::: 文章节选 :::

字符串拼接

last update: 5/21/19 10:10 PM

前两天需要大量做字符串的拼接,生成html文件.对于如何快速生成字符串进行了研究和测试.

python

在python中最先想到的拼接方式就是c=c+a很直观.另外发现python还提供了很多种字符串的操作:

c=c+a

c+=a

"{}{}".format(c,a)


c=[] c+=[a] "".join(c)

测试代码:

	# coding: utf-8

import time

count = 20000

beg = time.time()
a = "this is a test sting a"
b = "this is another test string 测试测试测试ing"
res = ''

for i in range(count):
    if i%2 == 0:
        res = res + a + ":"+str(i)
    else:
        res = res + b+ ":"+str(i)
print("time cost +: %s",time.time()-beg)

beg = time.time()
for i in range(count):
    if i%2 == 0:
        res += a + ":"+str(i)
    else:
        res += b+ ":"+str(i)
print("time cost +=: %s",time.time()-beg)

beg = time.time()
for i in range(count):
    if i%2 == 0:
        res = "{} {} {} {}".format(res,a,":",str(i)) 
    else:
        res = "{} {} {} {}".format(res,b,":",str(i)) 
print("time cost format: %s",time.time()-beg)

res = []
beg = time.time()
for i in range(count):
    if i%2 == 0:
        res+=[a,":",str(i)]
    else:
        res+=[b,":",str(i)]
result = " ".join(res)
print("time cost join list: %s",time.time()-beg)


res = 1
beg = time.time()
for i in range(count):
    if i%2 == 0:
        res = res + i
    else:
        res = res + i/2 
print("time cost + num : %s",time.time()-beg)

res = 1
beg = time.time()
for i in range(count):
    if i%2 == 0:
        res += i
    else:
        res += i/2 
print("time cost += num: %s",time.time()-beg)

执行时间对比:

─$ python test.py 
('time cost +: %s', 3.4623711109161377)
('time cost +=: %s', 0.015604972839355469)
('time cost format: %s', 3.1990790367126465)
('time cost join list: %s', 0.013344049453735352)

::: 提取数据 :::

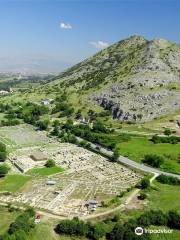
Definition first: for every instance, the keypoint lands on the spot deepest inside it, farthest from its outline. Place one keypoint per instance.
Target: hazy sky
(50, 35)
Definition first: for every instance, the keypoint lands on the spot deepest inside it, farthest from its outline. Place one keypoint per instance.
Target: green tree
(50, 163)
(3, 170)
(167, 131)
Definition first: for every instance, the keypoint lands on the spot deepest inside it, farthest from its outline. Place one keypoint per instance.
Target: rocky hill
(137, 79)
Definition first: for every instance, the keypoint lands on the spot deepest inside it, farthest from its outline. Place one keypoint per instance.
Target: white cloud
(65, 25)
(99, 44)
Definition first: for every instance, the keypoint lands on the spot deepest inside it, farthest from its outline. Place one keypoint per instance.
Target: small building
(38, 156)
(92, 205)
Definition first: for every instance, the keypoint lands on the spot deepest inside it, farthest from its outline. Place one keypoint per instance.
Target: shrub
(168, 180)
(142, 196)
(173, 220)
(153, 160)
(3, 156)
(145, 183)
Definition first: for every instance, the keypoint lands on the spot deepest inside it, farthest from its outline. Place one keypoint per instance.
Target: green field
(45, 171)
(13, 183)
(137, 147)
(44, 231)
(165, 236)
(6, 218)
(166, 197)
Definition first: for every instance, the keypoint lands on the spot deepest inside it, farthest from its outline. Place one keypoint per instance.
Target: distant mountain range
(136, 79)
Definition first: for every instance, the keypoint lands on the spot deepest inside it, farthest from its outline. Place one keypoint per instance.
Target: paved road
(126, 161)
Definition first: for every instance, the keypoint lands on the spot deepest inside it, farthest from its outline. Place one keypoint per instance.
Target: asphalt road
(126, 161)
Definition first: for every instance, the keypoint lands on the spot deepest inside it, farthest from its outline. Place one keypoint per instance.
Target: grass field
(6, 218)
(45, 171)
(44, 231)
(165, 236)
(13, 183)
(137, 147)
(166, 197)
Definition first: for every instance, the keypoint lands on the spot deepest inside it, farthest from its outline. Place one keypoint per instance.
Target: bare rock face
(137, 79)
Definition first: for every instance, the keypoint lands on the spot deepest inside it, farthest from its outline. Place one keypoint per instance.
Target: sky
(51, 35)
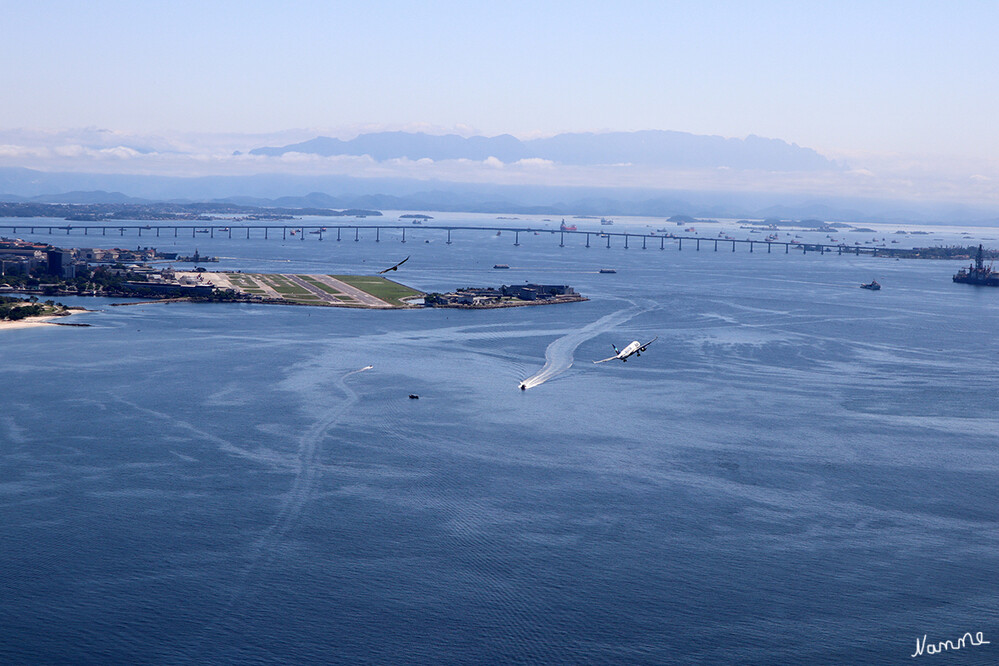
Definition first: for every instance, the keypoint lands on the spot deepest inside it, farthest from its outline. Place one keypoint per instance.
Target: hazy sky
(840, 77)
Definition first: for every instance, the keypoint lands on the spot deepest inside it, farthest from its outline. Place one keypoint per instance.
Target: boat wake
(559, 354)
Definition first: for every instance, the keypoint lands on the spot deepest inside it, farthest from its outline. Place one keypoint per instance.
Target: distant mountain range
(343, 192)
(646, 148)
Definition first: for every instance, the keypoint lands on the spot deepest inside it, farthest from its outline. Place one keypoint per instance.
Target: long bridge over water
(340, 232)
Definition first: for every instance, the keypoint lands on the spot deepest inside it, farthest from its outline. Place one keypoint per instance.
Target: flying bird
(396, 267)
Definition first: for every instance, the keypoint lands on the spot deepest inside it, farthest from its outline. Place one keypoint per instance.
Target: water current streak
(559, 354)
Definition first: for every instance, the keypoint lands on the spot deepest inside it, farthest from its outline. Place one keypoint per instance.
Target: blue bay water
(797, 471)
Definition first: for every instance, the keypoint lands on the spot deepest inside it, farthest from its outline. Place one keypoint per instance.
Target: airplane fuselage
(629, 350)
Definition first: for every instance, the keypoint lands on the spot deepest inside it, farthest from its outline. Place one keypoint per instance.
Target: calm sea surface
(797, 471)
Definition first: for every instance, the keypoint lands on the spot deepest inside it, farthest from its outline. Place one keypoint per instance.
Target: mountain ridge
(646, 147)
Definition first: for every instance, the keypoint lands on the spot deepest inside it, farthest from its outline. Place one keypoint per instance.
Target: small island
(504, 296)
(19, 312)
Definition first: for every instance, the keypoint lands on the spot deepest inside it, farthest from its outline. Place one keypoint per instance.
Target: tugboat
(978, 273)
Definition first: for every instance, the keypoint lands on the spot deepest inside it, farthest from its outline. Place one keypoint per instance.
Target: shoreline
(42, 320)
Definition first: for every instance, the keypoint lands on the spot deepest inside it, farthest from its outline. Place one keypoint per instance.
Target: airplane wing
(642, 348)
(396, 267)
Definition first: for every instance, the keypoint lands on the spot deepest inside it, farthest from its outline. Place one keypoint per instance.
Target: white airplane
(635, 348)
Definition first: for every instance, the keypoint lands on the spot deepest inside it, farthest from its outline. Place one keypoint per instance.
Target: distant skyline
(904, 92)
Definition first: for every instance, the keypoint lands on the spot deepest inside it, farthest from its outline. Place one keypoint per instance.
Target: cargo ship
(978, 273)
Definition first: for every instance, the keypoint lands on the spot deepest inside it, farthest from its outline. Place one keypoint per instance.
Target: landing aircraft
(635, 348)
(396, 267)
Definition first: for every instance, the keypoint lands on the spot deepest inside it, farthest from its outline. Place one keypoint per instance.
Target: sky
(896, 86)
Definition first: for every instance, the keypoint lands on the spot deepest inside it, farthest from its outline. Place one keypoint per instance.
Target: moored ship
(978, 273)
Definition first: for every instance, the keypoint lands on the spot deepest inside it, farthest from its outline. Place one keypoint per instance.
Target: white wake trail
(559, 354)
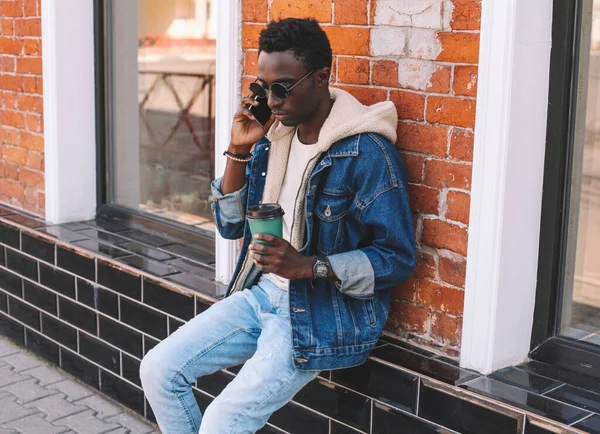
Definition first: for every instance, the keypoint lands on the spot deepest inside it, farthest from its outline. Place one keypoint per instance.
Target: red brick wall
(422, 55)
(21, 119)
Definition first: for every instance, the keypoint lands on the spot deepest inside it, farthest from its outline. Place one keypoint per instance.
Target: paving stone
(21, 361)
(131, 422)
(101, 405)
(8, 376)
(72, 389)
(35, 424)
(7, 348)
(10, 410)
(86, 422)
(28, 390)
(56, 406)
(45, 375)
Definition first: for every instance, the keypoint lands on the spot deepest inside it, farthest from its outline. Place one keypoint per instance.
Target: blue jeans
(252, 327)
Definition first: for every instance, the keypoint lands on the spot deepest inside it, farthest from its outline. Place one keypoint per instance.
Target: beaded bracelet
(240, 158)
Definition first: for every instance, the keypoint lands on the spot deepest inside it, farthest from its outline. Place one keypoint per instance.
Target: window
(567, 316)
(158, 123)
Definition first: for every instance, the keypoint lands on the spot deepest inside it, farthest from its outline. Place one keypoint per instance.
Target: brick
(389, 41)
(353, 70)
(446, 174)
(32, 47)
(385, 73)
(31, 178)
(349, 40)
(409, 13)
(408, 317)
(461, 144)
(317, 9)
(251, 62)
(440, 297)
(415, 166)
(459, 47)
(451, 111)
(423, 44)
(33, 123)
(29, 65)
(465, 80)
(32, 141)
(9, 100)
(7, 27)
(7, 64)
(409, 105)
(466, 15)
(11, 82)
(453, 269)
(424, 199)
(10, 136)
(11, 46)
(31, 8)
(427, 139)
(446, 329)
(31, 27)
(366, 95)
(12, 118)
(32, 85)
(458, 206)
(14, 155)
(406, 290)
(440, 80)
(35, 161)
(350, 12)
(426, 267)
(444, 235)
(11, 172)
(250, 34)
(29, 103)
(254, 11)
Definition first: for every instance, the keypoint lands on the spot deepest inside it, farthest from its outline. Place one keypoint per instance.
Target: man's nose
(273, 101)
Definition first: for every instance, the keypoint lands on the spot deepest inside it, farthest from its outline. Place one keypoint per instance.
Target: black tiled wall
(97, 320)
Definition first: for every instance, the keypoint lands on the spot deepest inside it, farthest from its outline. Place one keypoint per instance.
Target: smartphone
(261, 112)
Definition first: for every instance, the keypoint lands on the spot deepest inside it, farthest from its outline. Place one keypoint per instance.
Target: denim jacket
(358, 215)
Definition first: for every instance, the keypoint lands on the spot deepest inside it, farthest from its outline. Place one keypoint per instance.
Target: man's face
(283, 67)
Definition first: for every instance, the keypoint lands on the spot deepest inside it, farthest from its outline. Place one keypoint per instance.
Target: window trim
(510, 133)
(228, 89)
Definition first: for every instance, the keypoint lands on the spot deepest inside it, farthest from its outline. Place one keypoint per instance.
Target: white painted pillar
(69, 110)
(506, 198)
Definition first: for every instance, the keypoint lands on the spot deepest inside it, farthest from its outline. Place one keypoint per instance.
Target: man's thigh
(266, 382)
(224, 335)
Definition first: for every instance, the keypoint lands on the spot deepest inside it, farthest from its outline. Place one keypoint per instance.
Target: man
(318, 297)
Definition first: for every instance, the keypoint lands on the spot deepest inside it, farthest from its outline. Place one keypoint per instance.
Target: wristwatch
(321, 268)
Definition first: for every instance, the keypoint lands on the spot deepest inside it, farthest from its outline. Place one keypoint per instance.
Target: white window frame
(506, 197)
(70, 118)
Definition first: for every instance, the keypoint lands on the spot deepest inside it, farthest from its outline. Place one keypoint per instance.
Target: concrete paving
(38, 398)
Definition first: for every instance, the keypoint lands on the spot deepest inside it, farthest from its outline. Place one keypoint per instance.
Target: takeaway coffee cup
(266, 218)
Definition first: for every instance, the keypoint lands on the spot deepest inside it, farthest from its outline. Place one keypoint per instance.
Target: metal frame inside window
(155, 223)
(546, 345)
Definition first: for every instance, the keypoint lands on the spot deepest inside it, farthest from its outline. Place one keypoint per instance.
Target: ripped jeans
(251, 327)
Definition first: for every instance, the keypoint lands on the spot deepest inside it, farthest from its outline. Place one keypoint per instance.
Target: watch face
(321, 270)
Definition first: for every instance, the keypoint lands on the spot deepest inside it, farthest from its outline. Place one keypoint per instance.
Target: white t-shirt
(300, 155)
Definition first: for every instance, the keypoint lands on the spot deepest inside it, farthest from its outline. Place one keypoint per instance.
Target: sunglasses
(281, 91)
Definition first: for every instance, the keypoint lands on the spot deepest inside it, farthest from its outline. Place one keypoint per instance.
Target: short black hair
(304, 37)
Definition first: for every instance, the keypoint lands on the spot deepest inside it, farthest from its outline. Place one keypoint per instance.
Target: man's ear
(323, 75)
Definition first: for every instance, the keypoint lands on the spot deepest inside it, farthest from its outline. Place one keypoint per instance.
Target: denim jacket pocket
(330, 210)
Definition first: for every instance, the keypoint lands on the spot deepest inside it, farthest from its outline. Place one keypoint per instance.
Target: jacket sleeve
(229, 210)
(390, 258)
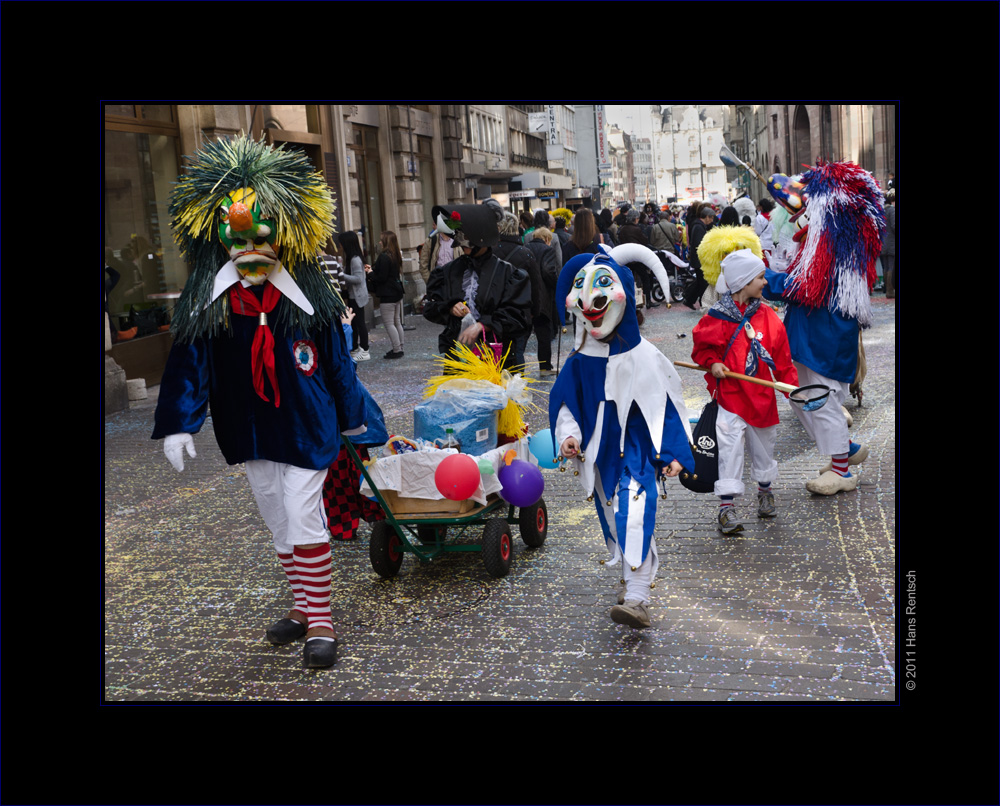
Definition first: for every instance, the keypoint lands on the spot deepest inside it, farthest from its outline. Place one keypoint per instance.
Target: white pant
(290, 500)
(827, 426)
(730, 432)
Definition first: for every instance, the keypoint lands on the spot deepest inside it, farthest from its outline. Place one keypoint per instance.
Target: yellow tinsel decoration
(462, 362)
(719, 242)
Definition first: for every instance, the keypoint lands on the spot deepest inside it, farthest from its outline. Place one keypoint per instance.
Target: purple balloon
(522, 482)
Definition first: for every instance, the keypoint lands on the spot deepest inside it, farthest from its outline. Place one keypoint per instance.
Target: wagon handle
(786, 388)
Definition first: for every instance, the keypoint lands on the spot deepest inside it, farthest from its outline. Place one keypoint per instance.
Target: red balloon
(457, 477)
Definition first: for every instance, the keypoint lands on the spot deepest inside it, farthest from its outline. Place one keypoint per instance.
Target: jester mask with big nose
(598, 297)
(248, 235)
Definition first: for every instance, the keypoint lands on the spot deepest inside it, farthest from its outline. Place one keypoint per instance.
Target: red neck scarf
(245, 302)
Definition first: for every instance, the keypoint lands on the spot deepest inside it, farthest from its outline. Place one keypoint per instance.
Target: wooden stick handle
(786, 388)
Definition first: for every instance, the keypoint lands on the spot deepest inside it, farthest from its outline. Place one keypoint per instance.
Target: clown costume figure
(827, 289)
(257, 337)
(742, 335)
(618, 415)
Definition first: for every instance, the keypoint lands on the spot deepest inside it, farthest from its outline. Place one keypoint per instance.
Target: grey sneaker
(632, 614)
(729, 522)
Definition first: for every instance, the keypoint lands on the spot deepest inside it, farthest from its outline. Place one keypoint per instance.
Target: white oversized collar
(279, 277)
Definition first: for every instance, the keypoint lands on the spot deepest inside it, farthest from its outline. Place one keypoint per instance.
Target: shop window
(147, 271)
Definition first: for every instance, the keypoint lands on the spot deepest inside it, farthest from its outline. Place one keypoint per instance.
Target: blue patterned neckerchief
(726, 309)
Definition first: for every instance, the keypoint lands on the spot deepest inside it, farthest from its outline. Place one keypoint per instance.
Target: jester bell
(250, 238)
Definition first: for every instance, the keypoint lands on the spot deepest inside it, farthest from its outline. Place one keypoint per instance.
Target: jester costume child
(827, 287)
(257, 338)
(618, 414)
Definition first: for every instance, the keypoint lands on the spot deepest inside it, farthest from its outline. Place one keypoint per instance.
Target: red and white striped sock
(298, 593)
(314, 568)
(839, 462)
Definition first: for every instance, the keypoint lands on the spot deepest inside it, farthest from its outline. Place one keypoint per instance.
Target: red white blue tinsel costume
(827, 288)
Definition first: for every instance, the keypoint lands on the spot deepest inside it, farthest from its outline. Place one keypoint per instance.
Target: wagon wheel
(533, 522)
(498, 547)
(431, 534)
(385, 550)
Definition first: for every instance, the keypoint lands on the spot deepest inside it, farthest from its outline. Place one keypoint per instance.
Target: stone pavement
(800, 608)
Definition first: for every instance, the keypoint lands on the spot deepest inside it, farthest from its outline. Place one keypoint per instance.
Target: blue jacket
(821, 339)
(320, 394)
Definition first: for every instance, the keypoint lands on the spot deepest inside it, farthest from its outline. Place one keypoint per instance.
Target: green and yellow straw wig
(289, 191)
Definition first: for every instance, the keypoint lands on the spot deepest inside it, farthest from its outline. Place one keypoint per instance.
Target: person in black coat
(478, 296)
(706, 218)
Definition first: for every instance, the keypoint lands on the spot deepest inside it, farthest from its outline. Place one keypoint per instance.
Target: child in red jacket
(740, 334)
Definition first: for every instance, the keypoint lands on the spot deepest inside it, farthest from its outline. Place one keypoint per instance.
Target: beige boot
(831, 483)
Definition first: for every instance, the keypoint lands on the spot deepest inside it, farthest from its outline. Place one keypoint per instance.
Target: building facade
(686, 146)
(386, 166)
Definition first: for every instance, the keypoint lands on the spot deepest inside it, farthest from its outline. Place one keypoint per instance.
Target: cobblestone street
(798, 608)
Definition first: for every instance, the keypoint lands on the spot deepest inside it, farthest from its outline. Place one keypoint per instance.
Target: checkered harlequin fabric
(344, 504)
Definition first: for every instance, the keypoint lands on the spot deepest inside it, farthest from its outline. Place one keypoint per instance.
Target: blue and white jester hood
(622, 393)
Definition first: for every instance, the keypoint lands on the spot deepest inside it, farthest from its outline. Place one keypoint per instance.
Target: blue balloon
(543, 447)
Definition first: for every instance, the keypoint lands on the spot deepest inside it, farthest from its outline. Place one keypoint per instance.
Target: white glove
(173, 447)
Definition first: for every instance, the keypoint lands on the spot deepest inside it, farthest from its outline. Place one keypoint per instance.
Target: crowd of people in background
(537, 243)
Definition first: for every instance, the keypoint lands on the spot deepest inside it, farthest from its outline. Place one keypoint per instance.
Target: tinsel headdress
(719, 242)
(289, 191)
(835, 264)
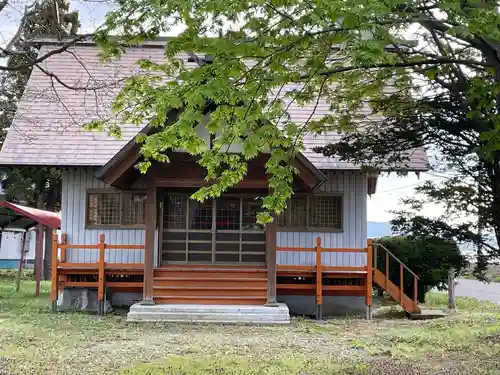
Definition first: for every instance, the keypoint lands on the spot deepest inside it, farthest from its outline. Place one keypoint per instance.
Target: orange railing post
(319, 280)
(63, 250)
(100, 289)
(54, 276)
(369, 278)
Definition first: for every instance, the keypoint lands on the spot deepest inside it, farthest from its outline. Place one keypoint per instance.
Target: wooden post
(47, 253)
(21, 260)
(149, 249)
(271, 263)
(451, 290)
(63, 251)
(415, 293)
(54, 278)
(401, 282)
(386, 270)
(100, 288)
(62, 257)
(319, 281)
(38, 259)
(369, 279)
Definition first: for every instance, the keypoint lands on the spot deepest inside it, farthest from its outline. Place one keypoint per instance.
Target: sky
(390, 189)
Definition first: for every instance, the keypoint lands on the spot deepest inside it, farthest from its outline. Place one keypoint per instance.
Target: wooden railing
(61, 268)
(383, 276)
(319, 269)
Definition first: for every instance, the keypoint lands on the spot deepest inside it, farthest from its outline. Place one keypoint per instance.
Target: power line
(411, 185)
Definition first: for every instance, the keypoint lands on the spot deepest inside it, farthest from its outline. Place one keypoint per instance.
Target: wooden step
(239, 282)
(200, 291)
(228, 300)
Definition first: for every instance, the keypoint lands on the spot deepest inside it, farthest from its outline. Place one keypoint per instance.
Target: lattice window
(116, 208)
(313, 212)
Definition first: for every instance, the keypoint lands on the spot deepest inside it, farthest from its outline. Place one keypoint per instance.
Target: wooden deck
(232, 284)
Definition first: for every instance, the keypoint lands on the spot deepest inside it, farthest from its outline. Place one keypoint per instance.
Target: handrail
(395, 257)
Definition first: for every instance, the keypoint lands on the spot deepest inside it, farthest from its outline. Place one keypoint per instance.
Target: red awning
(22, 217)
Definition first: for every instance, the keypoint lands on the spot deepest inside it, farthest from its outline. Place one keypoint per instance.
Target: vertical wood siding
(75, 183)
(353, 186)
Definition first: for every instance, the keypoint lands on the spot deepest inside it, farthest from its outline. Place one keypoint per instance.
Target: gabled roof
(47, 128)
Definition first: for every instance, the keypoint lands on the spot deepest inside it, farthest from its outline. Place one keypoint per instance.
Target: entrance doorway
(217, 231)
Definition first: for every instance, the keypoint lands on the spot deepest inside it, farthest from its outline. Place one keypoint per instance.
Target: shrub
(429, 257)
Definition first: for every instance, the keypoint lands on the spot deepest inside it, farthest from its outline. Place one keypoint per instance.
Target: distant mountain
(379, 229)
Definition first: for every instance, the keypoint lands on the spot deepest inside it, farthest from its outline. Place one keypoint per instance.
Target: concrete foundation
(332, 306)
(222, 314)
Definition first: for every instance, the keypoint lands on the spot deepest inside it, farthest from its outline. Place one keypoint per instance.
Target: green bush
(429, 257)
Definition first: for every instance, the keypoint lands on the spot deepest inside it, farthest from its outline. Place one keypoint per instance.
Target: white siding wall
(75, 183)
(353, 186)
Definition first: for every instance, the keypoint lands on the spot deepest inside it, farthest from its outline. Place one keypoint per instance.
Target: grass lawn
(35, 341)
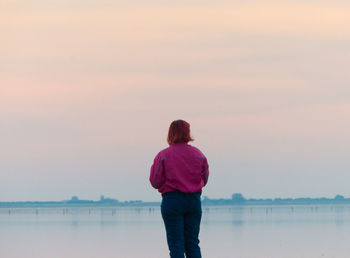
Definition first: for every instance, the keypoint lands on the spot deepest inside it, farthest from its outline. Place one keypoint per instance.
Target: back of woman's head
(179, 131)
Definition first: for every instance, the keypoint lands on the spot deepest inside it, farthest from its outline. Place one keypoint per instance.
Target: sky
(88, 90)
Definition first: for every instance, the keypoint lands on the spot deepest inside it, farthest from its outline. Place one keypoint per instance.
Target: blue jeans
(182, 213)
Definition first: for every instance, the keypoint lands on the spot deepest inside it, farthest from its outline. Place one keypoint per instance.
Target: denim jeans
(182, 214)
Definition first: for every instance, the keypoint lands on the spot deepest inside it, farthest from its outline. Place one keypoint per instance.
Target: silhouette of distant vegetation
(236, 199)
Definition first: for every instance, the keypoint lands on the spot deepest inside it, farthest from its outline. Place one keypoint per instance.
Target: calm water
(248, 231)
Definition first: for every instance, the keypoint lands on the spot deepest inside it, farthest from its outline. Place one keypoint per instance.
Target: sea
(277, 231)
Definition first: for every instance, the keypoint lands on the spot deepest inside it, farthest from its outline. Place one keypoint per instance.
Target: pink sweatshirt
(180, 167)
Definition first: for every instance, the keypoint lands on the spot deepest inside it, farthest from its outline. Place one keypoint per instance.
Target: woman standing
(179, 172)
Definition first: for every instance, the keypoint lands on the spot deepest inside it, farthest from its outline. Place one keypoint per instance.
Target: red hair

:::

= 任务说明 =
1) 请根据这篇字符串拼接的文章回答下列问题:
(a) 作者前两天大量拼接字符串,是为了生成什么文件?
(b) 测试代码中 count 被设为多少?
(c) 在"执行时间对比"列出的结果里,哪种方式用时最短?
2) 对照这篇字符串拼接的文章,判断下列说法是否相符。每条回答"是"或"否",并原样引用文章中起决定作用的文字。
(a) 作者在python中最先想到的拼接方式是"".join。
(b) 在执行时间对比中,format方式用时超过3秒。
(c) 使用+=的方式比使用+的方式用时更长。

= 练习答案 =
1)
(a) html文件。
(b) 20000。
(c) join list,用时0.013344049453735352。

2)
(a) 否:"在python中最先想到的拼接方式就是c=c+a很直观"
(b) 是:"('time cost format: %s', 3.1990790367126465)"
(c) 否:"('time cost +: %s', 3.4623711109161377)","('time cost +=: %s', 0.015604972839355469)"